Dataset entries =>
·····
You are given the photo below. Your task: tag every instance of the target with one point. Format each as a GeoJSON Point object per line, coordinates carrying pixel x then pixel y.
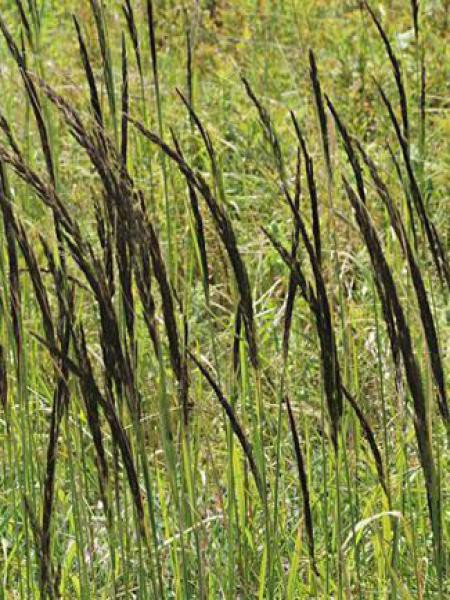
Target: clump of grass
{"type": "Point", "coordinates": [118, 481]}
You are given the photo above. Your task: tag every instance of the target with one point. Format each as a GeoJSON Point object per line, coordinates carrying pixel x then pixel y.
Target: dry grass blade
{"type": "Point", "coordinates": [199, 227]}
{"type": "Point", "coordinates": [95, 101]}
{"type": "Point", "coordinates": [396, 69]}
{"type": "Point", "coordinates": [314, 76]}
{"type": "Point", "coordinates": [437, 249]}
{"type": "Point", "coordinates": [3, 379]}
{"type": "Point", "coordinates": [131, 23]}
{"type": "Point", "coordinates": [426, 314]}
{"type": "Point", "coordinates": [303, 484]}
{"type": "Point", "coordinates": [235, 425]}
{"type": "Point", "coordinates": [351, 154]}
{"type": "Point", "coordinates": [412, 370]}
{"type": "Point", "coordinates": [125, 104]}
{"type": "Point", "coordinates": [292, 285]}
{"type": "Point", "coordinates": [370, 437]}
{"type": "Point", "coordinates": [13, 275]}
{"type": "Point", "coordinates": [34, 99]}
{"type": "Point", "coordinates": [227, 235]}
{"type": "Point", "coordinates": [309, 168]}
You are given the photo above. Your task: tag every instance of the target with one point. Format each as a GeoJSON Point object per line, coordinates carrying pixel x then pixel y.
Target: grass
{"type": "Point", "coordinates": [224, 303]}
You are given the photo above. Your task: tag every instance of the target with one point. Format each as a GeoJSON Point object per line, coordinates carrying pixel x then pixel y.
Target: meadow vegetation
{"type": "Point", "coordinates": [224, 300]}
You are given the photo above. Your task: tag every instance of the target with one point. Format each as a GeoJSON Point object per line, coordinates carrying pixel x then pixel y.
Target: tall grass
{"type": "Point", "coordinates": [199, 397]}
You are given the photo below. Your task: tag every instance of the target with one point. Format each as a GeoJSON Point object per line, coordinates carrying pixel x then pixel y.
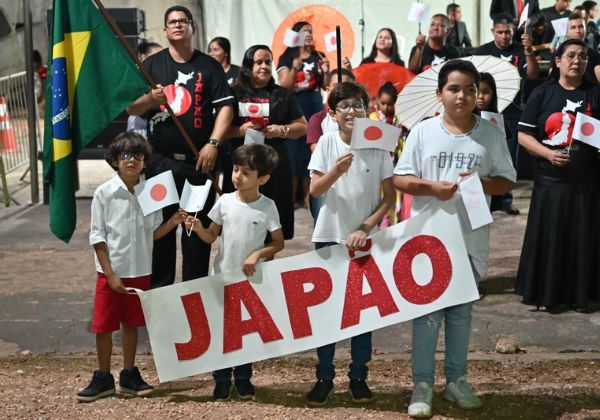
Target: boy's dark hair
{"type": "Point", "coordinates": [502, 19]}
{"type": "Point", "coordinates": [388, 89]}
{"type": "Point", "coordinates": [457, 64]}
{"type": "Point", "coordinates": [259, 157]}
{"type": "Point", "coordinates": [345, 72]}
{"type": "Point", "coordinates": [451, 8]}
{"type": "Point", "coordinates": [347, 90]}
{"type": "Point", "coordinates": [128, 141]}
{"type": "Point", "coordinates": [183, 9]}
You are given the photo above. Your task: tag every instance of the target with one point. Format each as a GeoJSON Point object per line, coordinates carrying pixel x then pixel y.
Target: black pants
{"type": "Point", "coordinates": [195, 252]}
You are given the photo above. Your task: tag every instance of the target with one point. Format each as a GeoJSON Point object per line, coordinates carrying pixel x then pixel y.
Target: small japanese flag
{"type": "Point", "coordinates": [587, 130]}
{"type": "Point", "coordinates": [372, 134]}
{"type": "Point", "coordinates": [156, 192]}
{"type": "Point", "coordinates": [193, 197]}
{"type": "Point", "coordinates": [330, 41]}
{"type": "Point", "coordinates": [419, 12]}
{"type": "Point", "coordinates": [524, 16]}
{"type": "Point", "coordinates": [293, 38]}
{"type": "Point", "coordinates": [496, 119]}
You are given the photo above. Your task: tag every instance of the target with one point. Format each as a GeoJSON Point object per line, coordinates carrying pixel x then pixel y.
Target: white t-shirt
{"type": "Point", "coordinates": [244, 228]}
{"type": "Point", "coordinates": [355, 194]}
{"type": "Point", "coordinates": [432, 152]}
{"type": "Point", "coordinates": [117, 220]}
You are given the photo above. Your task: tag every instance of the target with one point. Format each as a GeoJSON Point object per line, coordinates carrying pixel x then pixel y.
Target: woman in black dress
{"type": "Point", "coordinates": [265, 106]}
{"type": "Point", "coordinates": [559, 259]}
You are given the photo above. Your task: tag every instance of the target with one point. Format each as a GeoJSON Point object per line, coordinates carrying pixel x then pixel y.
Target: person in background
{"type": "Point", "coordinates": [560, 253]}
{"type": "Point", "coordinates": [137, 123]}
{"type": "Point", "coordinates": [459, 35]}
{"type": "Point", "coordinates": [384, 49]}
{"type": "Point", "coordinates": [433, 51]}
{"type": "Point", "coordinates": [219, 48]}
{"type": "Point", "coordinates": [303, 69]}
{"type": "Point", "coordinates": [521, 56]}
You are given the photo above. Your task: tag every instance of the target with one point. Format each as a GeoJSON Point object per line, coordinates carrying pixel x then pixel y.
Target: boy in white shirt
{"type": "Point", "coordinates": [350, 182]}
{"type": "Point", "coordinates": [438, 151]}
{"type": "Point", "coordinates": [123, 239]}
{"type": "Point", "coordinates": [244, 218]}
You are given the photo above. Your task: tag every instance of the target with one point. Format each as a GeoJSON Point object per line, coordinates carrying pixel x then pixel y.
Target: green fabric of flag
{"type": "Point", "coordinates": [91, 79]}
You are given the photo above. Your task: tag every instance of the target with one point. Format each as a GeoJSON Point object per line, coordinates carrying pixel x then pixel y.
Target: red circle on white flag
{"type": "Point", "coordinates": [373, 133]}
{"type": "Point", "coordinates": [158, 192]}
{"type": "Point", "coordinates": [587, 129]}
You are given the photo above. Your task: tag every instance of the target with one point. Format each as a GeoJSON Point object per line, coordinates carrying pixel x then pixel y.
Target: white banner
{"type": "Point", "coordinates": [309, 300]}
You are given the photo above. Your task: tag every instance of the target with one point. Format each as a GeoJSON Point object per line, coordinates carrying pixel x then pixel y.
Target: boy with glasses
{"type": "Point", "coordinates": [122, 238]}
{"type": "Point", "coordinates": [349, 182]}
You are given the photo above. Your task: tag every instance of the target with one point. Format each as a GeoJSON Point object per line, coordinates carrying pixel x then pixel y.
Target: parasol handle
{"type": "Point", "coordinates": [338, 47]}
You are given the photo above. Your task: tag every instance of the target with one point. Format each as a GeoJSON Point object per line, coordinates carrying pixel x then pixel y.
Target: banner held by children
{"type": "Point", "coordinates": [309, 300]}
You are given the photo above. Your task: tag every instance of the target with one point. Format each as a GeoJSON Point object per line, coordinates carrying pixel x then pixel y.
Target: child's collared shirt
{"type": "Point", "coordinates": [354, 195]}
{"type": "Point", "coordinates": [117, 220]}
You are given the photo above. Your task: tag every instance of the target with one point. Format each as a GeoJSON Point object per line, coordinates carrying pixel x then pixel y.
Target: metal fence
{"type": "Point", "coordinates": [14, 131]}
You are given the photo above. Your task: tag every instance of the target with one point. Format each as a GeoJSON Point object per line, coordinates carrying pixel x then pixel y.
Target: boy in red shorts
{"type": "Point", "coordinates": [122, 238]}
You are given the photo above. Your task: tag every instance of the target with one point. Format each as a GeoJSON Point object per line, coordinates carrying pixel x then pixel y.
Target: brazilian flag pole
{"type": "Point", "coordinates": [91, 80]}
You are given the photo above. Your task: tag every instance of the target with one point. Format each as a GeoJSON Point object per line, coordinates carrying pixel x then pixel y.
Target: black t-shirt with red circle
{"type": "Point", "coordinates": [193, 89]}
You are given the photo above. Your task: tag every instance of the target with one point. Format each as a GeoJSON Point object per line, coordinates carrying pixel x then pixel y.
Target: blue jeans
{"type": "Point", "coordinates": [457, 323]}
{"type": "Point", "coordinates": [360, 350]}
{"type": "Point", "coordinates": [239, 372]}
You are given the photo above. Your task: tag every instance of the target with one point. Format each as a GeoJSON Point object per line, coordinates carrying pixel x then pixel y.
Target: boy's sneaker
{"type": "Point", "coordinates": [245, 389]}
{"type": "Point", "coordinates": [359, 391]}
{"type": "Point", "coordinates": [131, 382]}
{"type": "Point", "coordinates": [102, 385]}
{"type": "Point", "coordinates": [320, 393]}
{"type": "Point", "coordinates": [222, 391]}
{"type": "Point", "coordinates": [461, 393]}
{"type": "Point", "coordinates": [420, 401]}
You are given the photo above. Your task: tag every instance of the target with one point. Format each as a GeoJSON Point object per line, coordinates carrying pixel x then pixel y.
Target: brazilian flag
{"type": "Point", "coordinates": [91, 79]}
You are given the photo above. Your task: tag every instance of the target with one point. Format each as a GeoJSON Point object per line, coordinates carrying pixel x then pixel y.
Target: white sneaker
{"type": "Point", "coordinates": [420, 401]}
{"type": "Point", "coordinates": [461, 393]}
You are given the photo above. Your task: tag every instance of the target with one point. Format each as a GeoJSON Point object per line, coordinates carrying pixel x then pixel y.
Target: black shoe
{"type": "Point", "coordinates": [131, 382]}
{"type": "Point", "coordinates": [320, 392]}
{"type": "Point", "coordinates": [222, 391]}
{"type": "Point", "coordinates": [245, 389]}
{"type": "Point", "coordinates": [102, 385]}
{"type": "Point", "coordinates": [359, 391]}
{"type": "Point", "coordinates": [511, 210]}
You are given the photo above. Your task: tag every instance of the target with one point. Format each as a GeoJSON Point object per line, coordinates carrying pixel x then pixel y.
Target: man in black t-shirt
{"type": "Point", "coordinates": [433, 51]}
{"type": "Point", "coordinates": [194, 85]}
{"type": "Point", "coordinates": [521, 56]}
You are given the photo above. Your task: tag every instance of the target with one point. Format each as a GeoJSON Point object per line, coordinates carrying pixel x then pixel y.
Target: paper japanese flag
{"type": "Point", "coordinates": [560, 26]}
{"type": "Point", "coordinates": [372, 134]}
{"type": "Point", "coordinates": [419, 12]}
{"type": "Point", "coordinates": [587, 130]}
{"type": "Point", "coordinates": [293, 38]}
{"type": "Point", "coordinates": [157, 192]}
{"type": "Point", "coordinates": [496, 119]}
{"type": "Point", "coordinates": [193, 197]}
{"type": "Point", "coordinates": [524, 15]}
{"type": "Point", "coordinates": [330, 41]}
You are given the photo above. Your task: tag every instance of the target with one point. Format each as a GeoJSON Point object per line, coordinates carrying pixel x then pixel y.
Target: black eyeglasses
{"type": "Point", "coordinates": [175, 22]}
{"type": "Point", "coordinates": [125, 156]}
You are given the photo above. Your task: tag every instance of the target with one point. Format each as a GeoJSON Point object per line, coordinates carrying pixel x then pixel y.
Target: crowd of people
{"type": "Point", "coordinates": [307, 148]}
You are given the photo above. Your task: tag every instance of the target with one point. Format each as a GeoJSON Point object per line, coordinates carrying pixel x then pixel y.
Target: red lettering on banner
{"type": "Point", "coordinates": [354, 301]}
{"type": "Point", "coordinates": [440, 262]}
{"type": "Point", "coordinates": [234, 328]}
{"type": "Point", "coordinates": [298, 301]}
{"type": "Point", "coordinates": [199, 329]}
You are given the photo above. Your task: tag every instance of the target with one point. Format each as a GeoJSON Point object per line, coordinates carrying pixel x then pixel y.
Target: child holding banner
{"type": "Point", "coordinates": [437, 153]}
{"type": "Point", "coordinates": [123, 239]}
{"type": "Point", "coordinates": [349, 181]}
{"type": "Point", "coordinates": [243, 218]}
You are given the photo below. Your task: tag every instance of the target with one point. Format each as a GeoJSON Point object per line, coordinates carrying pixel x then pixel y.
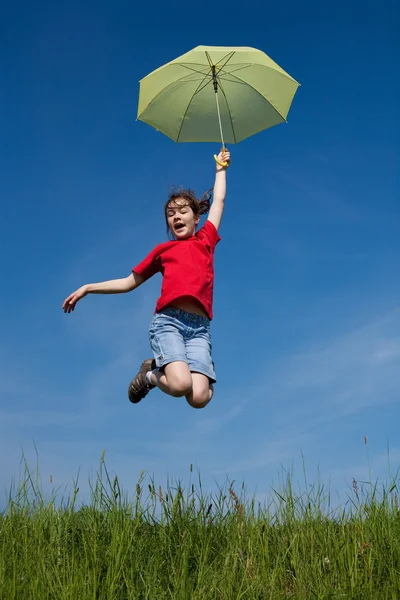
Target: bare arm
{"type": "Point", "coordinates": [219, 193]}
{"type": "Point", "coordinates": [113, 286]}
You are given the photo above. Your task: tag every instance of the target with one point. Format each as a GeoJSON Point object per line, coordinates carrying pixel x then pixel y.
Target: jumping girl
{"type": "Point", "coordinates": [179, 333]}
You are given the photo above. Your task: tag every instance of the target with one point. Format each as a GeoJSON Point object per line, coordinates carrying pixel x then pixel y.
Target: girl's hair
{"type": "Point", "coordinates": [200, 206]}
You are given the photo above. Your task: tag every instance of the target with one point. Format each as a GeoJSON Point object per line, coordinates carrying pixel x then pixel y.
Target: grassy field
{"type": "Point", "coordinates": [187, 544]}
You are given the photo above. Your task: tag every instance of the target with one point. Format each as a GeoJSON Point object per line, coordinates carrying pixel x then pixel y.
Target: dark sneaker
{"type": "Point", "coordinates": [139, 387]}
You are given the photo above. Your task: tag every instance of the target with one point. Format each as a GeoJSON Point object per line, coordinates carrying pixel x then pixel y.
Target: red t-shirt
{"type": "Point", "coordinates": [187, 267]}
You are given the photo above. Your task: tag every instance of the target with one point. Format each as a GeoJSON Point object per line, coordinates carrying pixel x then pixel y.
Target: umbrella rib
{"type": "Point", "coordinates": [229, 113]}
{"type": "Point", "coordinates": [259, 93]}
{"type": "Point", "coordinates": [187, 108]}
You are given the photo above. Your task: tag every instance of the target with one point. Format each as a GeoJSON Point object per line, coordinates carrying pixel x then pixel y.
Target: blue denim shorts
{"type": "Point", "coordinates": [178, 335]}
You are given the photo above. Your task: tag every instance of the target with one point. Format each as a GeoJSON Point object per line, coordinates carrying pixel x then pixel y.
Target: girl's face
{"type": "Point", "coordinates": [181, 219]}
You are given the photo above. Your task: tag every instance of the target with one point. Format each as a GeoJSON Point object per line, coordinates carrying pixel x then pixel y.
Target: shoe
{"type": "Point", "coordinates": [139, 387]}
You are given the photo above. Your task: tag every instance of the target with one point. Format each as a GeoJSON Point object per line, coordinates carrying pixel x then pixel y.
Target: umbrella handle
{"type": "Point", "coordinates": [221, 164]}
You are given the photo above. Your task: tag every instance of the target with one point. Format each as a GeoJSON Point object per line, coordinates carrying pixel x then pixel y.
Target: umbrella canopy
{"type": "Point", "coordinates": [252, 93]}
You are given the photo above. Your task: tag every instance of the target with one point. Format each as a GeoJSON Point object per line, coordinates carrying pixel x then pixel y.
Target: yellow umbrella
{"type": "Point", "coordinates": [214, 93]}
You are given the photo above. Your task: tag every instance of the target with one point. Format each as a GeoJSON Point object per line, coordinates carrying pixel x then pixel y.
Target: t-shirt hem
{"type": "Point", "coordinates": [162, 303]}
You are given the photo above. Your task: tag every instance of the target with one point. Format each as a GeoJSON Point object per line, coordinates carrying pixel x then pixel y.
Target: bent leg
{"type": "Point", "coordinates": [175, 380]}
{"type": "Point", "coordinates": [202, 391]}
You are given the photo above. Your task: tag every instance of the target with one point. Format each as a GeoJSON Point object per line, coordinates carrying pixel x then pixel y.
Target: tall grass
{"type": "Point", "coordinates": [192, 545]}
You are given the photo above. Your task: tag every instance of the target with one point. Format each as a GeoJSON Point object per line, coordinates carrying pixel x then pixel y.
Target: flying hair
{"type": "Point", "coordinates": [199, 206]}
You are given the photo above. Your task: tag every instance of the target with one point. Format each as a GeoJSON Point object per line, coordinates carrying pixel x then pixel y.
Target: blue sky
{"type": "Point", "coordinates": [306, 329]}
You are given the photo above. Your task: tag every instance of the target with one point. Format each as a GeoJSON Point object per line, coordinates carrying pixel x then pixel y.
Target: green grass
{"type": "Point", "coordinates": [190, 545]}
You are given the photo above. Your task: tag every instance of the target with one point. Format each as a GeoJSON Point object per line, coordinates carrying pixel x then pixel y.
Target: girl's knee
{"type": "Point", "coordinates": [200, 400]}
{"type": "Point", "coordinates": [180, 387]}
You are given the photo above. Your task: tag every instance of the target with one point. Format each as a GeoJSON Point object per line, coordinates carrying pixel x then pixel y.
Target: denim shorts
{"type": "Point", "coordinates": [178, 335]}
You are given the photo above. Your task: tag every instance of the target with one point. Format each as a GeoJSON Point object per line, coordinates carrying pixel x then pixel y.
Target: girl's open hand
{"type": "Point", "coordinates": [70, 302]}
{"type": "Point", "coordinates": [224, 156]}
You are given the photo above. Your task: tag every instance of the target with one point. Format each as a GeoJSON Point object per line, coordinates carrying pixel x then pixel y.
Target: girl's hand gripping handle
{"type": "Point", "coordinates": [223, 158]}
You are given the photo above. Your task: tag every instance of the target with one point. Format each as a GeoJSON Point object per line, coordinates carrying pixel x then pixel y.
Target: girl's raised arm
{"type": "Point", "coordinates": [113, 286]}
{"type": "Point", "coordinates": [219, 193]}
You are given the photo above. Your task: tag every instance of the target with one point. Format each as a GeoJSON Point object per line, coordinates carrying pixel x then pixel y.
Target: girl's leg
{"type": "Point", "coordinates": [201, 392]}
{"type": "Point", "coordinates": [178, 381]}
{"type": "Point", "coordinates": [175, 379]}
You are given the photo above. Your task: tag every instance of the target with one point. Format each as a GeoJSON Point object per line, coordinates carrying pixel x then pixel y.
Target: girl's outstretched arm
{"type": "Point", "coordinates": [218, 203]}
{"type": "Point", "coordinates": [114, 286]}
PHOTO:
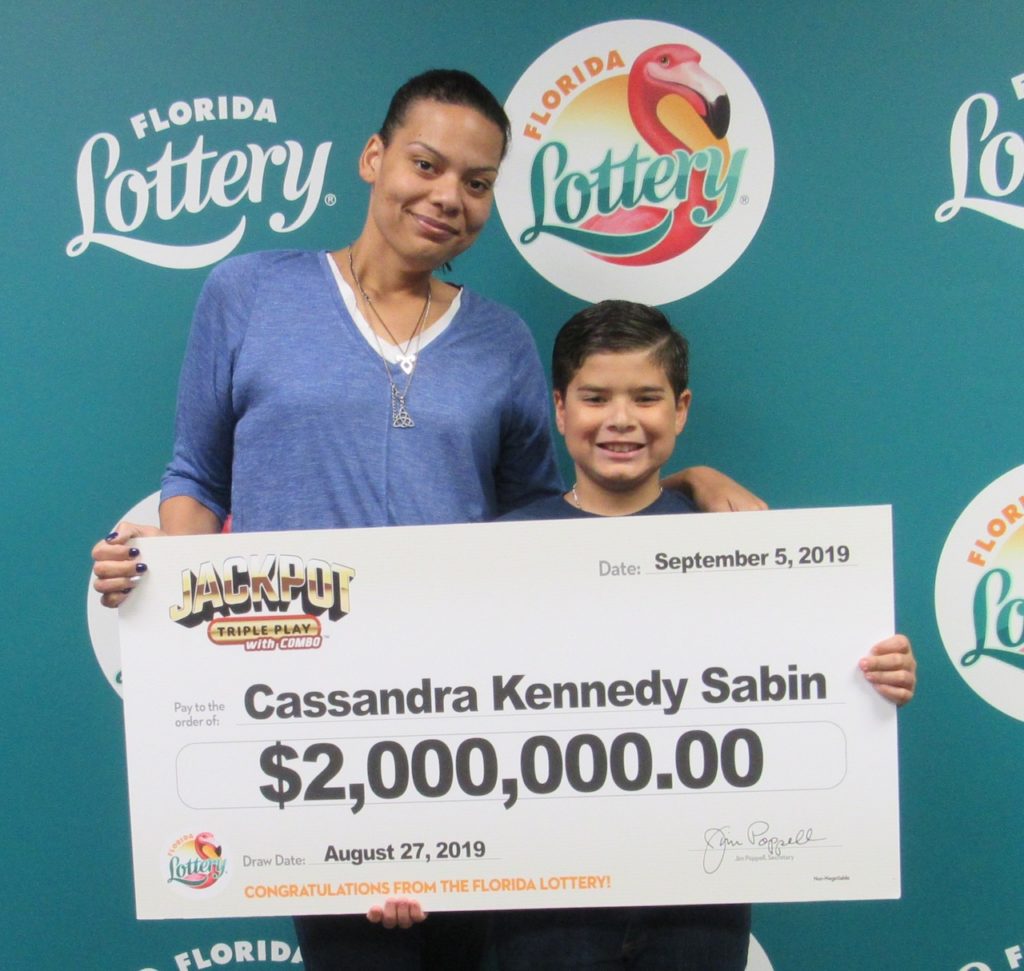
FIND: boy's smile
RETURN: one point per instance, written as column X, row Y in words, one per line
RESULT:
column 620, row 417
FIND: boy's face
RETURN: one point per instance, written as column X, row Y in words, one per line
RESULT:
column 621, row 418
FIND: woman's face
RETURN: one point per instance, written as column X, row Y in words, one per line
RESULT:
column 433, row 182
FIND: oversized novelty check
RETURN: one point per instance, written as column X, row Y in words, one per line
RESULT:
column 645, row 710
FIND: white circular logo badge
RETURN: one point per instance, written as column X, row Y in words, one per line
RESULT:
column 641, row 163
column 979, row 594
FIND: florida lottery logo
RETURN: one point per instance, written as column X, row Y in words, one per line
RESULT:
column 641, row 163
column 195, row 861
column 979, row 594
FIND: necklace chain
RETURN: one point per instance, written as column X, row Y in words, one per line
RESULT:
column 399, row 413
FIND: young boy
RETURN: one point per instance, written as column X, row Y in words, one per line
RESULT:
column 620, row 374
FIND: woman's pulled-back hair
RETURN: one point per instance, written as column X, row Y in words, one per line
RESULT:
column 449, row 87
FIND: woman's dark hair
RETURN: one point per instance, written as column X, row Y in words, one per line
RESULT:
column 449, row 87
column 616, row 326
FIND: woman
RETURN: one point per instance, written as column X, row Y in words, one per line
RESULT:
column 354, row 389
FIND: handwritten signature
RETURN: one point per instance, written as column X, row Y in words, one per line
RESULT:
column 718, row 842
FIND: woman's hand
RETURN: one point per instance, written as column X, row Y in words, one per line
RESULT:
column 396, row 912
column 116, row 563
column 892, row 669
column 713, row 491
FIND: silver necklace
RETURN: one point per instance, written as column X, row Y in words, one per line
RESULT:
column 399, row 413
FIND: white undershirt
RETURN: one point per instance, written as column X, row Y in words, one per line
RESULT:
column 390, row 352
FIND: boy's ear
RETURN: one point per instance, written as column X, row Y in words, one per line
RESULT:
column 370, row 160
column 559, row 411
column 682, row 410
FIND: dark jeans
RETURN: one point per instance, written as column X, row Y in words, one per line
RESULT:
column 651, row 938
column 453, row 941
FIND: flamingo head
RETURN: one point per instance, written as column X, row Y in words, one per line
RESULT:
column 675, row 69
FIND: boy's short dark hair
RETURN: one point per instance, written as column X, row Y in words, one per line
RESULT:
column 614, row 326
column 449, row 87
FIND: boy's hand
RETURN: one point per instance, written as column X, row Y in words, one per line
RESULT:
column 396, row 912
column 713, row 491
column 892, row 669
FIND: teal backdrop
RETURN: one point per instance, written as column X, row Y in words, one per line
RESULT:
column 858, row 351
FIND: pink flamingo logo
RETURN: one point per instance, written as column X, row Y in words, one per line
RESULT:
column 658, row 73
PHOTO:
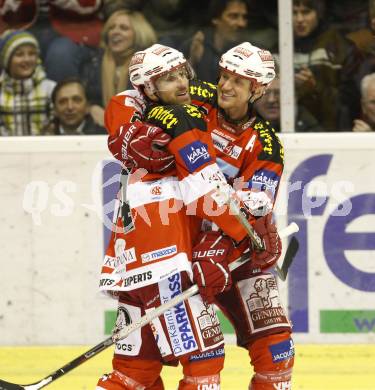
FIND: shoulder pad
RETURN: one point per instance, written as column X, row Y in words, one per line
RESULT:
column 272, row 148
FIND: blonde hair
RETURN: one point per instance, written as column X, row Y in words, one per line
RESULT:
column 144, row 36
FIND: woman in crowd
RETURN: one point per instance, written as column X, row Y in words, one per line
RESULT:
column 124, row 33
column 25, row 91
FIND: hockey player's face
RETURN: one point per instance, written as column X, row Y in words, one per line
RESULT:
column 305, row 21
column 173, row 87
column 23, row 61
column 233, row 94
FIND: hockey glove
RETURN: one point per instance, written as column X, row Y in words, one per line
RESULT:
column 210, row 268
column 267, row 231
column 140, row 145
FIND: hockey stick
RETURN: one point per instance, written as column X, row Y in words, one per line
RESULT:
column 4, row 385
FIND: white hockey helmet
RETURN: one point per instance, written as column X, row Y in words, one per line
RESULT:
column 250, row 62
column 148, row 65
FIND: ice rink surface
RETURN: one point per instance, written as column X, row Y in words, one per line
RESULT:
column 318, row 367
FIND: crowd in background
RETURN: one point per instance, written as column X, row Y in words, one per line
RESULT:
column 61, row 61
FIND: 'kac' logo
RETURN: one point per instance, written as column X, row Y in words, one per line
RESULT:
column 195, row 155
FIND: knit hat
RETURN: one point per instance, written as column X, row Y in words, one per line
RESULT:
·····
Scan the records above for the word "flamingo". Copy each line that has it.

EXPECTED OUTPUT =>
FIND: flamingo head
FIND: pink flamingo logo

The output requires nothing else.